::: Supplied data

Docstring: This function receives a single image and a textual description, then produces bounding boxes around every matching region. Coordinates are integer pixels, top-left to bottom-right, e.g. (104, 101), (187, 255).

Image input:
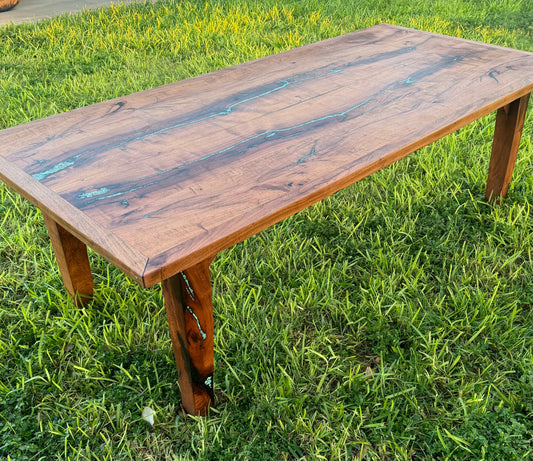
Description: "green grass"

(0, 0), (533, 461)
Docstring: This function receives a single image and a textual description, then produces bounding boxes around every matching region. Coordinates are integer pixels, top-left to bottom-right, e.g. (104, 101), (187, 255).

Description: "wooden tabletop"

(0, 24), (533, 286)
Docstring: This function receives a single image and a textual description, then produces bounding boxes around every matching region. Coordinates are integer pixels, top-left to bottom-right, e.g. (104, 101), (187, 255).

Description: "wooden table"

(0, 24), (533, 414)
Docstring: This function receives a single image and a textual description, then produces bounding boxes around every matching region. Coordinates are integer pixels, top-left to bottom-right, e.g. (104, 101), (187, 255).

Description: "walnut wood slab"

(0, 24), (533, 286)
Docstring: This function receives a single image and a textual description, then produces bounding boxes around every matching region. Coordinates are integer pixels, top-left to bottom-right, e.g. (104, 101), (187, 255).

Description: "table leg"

(485, 94), (529, 201)
(43, 213), (93, 306)
(162, 259), (214, 416)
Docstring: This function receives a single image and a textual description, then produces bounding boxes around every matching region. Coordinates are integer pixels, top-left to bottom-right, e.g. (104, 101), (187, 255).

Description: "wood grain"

(43, 214), (93, 306)
(485, 94), (529, 200)
(0, 24), (533, 286)
(162, 258), (214, 416)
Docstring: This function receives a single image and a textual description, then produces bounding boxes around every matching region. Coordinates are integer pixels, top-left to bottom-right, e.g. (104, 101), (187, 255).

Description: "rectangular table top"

(0, 24), (533, 286)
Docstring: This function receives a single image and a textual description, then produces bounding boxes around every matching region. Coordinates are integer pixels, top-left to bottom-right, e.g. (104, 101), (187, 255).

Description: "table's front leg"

(485, 94), (529, 200)
(162, 259), (214, 416)
(43, 213), (94, 306)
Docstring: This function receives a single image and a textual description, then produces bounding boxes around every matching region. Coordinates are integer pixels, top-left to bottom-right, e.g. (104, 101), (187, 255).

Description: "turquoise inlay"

(32, 155), (79, 181)
(186, 306), (207, 340)
(78, 187), (109, 200)
(78, 80), (407, 205)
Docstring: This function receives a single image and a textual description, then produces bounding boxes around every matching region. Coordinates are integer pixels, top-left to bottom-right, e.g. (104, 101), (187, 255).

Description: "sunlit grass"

(0, 0), (533, 461)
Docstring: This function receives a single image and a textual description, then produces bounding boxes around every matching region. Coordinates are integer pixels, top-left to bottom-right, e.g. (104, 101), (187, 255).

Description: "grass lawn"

(0, 0), (533, 461)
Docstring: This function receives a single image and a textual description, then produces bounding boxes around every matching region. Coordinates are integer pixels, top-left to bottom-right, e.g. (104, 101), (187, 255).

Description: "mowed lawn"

(0, 0), (533, 461)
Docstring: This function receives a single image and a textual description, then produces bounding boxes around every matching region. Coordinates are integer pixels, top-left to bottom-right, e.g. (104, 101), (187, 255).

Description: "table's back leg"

(485, 94), (529, 200)
(43, 213), (93, 306)
(162, 259), (214, 416)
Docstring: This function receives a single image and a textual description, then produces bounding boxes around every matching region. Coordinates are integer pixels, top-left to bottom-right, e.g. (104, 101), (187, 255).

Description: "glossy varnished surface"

(0, 25), (533, 286)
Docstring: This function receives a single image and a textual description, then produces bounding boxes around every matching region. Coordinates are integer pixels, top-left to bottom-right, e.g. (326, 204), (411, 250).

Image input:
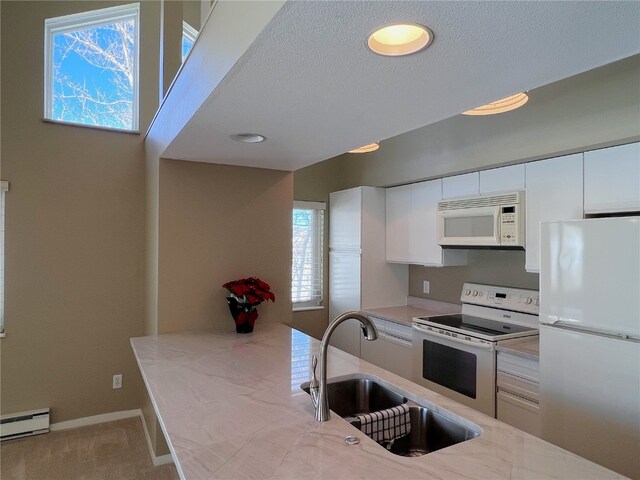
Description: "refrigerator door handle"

(540, 320), (640, 343)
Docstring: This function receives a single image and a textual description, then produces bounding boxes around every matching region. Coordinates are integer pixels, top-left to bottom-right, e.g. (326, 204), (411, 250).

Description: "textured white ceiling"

(163, 1), (640, 170)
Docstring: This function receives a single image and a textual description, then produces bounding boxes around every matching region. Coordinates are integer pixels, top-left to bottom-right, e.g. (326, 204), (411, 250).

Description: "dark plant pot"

(227, 297), (258, 333)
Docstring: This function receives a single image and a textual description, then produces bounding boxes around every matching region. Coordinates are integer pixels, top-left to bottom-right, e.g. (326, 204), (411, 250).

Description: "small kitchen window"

(44, 3), (140, 131)
(0, 181), (9, 337)
(182, 21), (198, 63)
(291, 201), (326, 310)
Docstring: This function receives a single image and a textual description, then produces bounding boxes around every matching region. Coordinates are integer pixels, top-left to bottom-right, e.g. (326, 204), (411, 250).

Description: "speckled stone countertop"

(131, 323), (622, 480)
(364, 297), (462, 326)
(497, 335), (540, 361)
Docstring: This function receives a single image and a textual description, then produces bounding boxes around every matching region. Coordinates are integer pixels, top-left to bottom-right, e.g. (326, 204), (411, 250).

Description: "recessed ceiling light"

(367, 23), (433, 57)
(462, 92), (529, 115)
(349, 143), (380, 153)
(229, 133), (267, 143)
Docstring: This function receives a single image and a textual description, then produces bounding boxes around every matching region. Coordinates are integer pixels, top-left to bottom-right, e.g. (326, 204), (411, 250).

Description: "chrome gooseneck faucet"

(309, 312), (378, 422)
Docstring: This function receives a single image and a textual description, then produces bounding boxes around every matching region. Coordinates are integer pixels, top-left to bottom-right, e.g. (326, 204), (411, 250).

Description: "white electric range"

(413, 283), (539, 417)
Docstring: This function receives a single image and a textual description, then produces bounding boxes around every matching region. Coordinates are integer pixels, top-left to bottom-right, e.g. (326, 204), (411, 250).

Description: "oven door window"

(422, 340), (477, 399)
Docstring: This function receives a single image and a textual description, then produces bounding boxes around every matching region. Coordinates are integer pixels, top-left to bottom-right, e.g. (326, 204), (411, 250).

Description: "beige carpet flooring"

(0, 417), (178, 480)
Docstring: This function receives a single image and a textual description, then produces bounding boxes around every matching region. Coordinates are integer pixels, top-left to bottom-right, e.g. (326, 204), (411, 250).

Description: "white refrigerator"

(540, 216), (640, 479)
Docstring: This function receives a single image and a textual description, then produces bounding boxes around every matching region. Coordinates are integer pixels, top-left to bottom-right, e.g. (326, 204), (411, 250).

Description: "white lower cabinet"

(360, 316), (385, 368)
(525, 153), (584, 272)
(383, 335), (413, 380)
(496, 351), (540, 437)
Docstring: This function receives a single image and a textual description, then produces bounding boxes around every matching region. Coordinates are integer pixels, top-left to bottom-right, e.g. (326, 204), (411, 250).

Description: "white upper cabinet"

(409, 180), (442, 265)
(480, 164), (524, 195)
(584, 143), (640, 213)
(329, 188), (362, 249)
(386, 180), (467, 266)
(442, 172), (480, 198)
(525, 153), (583, 272)
(385, 185), (411, 263)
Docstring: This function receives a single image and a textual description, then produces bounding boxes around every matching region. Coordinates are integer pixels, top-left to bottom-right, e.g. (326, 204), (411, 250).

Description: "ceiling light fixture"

(349, 143), (380, 153)
(367, 23), (433, 57)
(462, 92), (529, 115)
(229, 133), (267, 143)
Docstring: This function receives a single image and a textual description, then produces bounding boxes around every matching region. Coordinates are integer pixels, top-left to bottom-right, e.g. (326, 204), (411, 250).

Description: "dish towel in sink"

(355, 403), (411, 448)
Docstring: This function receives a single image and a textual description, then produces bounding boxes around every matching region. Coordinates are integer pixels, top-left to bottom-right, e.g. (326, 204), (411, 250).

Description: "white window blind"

(291, 201), (326, 309)
(0, 181), (9, 336)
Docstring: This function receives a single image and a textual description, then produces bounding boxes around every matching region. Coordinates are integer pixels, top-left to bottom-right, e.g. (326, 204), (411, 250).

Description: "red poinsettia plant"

(223, 277), (276, 307)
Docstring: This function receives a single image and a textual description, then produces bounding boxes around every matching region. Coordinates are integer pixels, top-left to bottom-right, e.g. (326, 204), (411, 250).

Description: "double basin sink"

(301, 375), (481, 457)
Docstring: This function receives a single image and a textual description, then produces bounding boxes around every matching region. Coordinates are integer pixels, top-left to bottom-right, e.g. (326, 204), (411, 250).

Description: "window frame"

(43, 2), (140, 132)
(291, 200), (327, 312)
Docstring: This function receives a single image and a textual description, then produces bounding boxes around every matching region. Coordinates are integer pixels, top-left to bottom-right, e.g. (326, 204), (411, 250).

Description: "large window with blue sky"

(44, 2), (140, 131)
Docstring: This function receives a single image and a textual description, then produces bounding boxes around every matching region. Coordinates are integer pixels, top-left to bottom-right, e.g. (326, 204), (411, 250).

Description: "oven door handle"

(413, 323), (494, 350)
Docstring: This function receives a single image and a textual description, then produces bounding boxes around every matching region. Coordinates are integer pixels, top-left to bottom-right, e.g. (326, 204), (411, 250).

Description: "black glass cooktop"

(421, 313), (534, 337)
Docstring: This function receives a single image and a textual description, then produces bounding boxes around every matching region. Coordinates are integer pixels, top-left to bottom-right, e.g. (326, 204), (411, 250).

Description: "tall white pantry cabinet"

(329, 187), (409, 357)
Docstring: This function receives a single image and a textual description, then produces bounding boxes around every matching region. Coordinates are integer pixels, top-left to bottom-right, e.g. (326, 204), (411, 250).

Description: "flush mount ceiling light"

(462, 92), (529, 115)
(229, 133), (267, 143)
(349, 143), (380, 153)
(367, 23), (433, 57)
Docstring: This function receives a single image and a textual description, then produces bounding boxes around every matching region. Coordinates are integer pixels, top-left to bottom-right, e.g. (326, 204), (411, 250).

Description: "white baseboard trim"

(49, 408), (173, 467)
(49, 408), (142, 432)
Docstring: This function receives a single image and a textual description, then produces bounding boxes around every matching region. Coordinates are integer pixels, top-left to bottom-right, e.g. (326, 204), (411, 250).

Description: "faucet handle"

(309, 355), (320, 408)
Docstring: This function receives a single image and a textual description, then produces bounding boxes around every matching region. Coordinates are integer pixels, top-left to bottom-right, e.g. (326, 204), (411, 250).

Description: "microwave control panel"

(500, 205), (522, 246)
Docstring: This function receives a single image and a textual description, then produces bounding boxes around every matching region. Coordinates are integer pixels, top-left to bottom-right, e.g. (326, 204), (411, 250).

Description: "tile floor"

(0, 417), (178, 480)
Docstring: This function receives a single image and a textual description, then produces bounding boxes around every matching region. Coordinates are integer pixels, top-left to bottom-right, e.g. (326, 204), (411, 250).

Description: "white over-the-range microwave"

(437, 191), (525, 248)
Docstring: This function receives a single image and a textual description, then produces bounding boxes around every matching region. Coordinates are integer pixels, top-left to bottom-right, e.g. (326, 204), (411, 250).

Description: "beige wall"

(294, 56), (640, 310)
(409, 250), (538, 303)
(158, 159), (293, 333)
(0, 1), (159, 422)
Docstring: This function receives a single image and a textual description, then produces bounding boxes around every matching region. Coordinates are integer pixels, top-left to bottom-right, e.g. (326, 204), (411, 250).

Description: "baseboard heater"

(0, 408), (50, 441)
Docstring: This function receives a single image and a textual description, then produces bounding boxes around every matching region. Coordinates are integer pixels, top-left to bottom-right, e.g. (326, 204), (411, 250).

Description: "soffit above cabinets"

(152, 0), (640, 171)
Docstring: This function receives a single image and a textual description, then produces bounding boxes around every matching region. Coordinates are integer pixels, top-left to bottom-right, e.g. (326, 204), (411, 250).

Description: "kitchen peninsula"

(131, 324), (623, 480)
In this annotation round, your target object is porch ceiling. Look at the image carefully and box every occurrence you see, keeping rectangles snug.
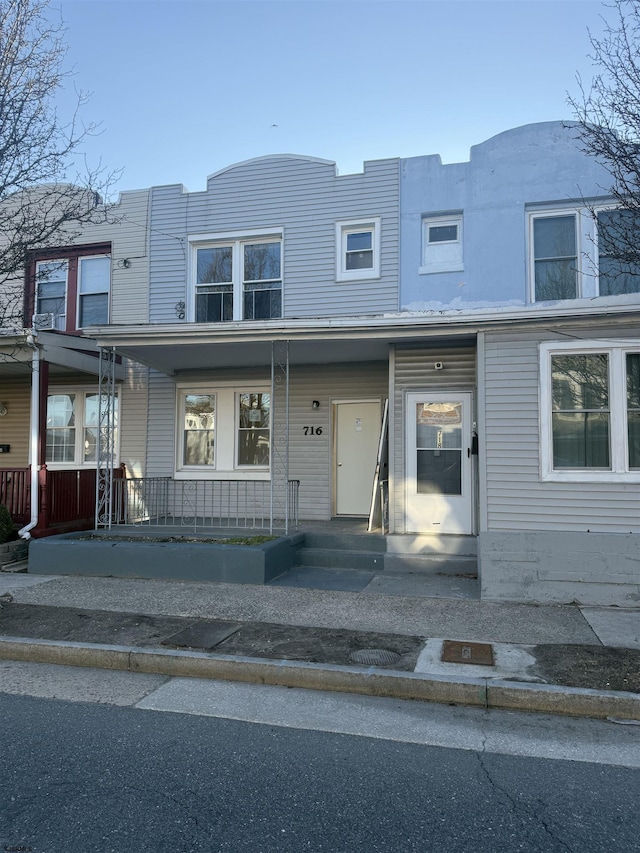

::::::

- Work to do
Pick out every line of the entries that contains the word "sink", treating uppercase and lowercase as distinct, and copy each one.

- Complete answer
Description: "dish towel in sink"
Description: "double basin sink"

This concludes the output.